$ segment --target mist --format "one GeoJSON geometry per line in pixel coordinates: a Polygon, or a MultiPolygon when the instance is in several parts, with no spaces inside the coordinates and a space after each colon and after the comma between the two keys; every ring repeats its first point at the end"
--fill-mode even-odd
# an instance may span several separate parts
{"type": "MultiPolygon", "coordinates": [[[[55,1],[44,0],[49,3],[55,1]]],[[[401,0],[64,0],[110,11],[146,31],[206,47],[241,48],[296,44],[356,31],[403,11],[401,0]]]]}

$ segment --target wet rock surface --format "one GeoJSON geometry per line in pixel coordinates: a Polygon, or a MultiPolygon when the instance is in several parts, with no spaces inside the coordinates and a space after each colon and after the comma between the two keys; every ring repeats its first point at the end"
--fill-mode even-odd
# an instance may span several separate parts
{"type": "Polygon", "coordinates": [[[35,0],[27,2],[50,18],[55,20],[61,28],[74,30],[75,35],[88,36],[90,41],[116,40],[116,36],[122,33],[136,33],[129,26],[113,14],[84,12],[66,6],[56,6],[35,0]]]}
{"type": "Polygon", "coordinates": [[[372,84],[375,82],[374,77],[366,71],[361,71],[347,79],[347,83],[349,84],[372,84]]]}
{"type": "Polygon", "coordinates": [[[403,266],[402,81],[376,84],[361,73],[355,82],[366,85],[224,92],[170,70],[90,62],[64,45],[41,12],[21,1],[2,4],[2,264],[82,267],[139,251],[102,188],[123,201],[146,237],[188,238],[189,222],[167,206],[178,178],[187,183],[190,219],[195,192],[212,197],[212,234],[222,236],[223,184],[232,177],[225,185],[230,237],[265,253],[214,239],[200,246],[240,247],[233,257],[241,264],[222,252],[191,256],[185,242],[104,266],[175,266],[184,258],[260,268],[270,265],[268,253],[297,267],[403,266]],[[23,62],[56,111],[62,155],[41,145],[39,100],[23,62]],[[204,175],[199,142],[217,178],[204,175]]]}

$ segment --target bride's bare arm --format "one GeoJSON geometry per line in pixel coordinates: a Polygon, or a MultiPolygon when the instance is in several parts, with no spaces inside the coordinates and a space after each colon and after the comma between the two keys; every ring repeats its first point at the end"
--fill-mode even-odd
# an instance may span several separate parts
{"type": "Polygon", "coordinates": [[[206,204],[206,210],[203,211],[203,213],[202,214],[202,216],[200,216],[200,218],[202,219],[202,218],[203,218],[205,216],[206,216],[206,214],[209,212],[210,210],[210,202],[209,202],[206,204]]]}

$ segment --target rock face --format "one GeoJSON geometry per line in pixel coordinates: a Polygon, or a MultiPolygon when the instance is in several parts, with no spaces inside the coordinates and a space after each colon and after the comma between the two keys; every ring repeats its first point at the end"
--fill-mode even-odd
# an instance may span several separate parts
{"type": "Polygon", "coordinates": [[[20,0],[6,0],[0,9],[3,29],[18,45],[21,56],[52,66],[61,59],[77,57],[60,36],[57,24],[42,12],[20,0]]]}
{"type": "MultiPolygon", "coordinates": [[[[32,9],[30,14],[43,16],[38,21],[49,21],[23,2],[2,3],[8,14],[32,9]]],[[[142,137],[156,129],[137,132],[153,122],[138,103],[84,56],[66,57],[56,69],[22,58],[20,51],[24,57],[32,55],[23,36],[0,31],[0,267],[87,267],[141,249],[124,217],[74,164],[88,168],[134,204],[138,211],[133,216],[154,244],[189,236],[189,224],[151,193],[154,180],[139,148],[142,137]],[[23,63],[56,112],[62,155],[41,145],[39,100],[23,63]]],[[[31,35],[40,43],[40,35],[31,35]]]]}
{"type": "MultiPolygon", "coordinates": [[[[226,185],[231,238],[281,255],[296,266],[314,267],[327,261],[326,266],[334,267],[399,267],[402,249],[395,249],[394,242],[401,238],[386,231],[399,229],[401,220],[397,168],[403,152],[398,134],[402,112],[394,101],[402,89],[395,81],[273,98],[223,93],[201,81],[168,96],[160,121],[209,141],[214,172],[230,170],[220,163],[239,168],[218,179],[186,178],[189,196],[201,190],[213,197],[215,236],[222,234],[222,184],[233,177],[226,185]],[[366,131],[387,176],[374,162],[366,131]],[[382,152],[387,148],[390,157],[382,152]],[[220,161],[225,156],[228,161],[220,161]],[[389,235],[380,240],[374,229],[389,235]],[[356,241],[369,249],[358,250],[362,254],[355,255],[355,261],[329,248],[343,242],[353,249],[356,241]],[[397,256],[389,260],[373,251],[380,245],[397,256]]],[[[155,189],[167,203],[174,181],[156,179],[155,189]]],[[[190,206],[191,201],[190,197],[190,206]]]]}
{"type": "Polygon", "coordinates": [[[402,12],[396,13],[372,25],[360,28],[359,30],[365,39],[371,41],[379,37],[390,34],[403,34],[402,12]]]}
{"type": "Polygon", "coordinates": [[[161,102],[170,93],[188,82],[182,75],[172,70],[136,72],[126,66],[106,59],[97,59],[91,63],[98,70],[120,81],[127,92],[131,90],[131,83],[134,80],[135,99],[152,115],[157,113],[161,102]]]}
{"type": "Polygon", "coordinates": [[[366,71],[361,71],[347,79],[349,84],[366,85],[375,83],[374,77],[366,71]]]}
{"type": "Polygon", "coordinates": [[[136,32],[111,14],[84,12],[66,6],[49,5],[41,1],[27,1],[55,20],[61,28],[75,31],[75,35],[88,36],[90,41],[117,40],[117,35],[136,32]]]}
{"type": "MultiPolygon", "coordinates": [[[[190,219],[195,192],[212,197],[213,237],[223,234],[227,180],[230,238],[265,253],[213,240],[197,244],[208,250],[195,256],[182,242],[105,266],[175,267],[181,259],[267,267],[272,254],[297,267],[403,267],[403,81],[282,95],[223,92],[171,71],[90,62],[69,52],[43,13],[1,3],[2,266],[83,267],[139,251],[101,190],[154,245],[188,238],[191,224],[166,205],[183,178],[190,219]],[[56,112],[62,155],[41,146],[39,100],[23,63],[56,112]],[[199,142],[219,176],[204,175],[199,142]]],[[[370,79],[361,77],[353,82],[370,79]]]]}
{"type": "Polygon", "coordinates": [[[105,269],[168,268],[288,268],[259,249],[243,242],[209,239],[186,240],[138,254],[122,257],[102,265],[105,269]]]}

▬▬▬▬▬▬▬▬▬▬

• _Given instruction_
Find all lines in the data above that contain the string "every", treating uppercase and lowercase letters as different, and copy those lines.

• _Solution to the exercise_
$ segment --target mist --format "one GeoJSON geometry per line in pixel coordinates: a Polygon, or a MultiPolygon when the instance is in several parts, with no spaces inside the coordinates and a space after each colon and after the comma between the two keys; every ring repeats its first point at the end"
$ segment --target wet rock surface --format "one GeoJSON geometry per line in pixel coordinates: a Polygon, or a MultiPolygon when the instance is in several parts, with no spaces inside the coordinates and a space after each colon and after the comma between the two keys; every ring repeats its first point at the end"
$ segment --target bride's bare arm --format "one GeoJSON geometry per line in pixel coordinates: a Polygon, or a MultiPolygon when the instance is in several parts, with no spaces inside the coordinates and a space after each colon and after the comma between the two keys; every ring repeats its first point at the end"
$ segment --target rock face --format "one GeoJSON geometry per line in pixel coordinates: a Polygon, or a MultiPolygon when the instance is in several parts, with no spaces inside the coordinates and a space after each colon and after the comma between the two keys; every ring repeats its first point at the end"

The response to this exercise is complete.